Brief — Only the lines from the one containing "[point] every instance of the dense" through the end of the listing below are to be reproduced, exactly as they stand.
Start of Block
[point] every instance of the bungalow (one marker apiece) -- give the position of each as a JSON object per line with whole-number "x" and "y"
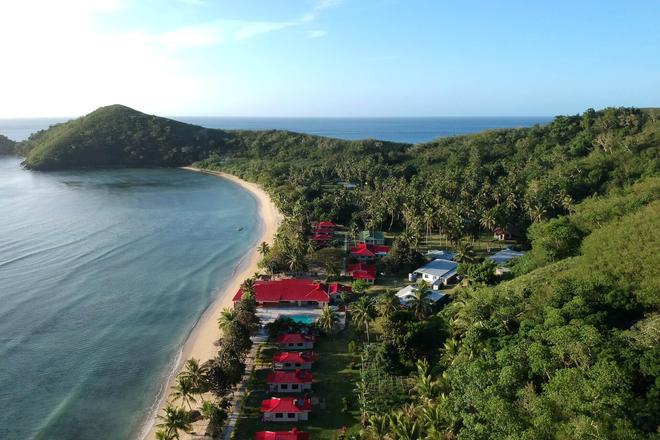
{"x": 360, "y": 271}
{"x": 292, "y": 291}
{"x": 407, "y": 294}
{"x": 368, "y": 252}
{"x": 501, "y": 234}
{"x": 289, "y": 381}
{"x": 437, "y": 272}
{"x": 293, "y": 360}
{"x": 286, "y": 409}
{"x": 505, "y": 255}
{"x": 294, "y": 434}
{"x": 296, "y": 341}
{"x": 367, "y": 237}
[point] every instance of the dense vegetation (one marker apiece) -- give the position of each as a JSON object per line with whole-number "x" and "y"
{"x": 6, "y": 145}
{"x": 569, "y": 348}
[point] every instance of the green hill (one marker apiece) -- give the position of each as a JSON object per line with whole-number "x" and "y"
End of Block
Task output —
[point] every instance of the dense vegetation (one marker apiece) -- give the position of each as a JSON object per line with whole-number "x" and "y"
{"x": 6, "y": 145}
{"x": 569, "y": 348}
[point] every instance of the green hill (one marker apiece) -- give the position of each as a JSON object per line with whole-number "x" and "y"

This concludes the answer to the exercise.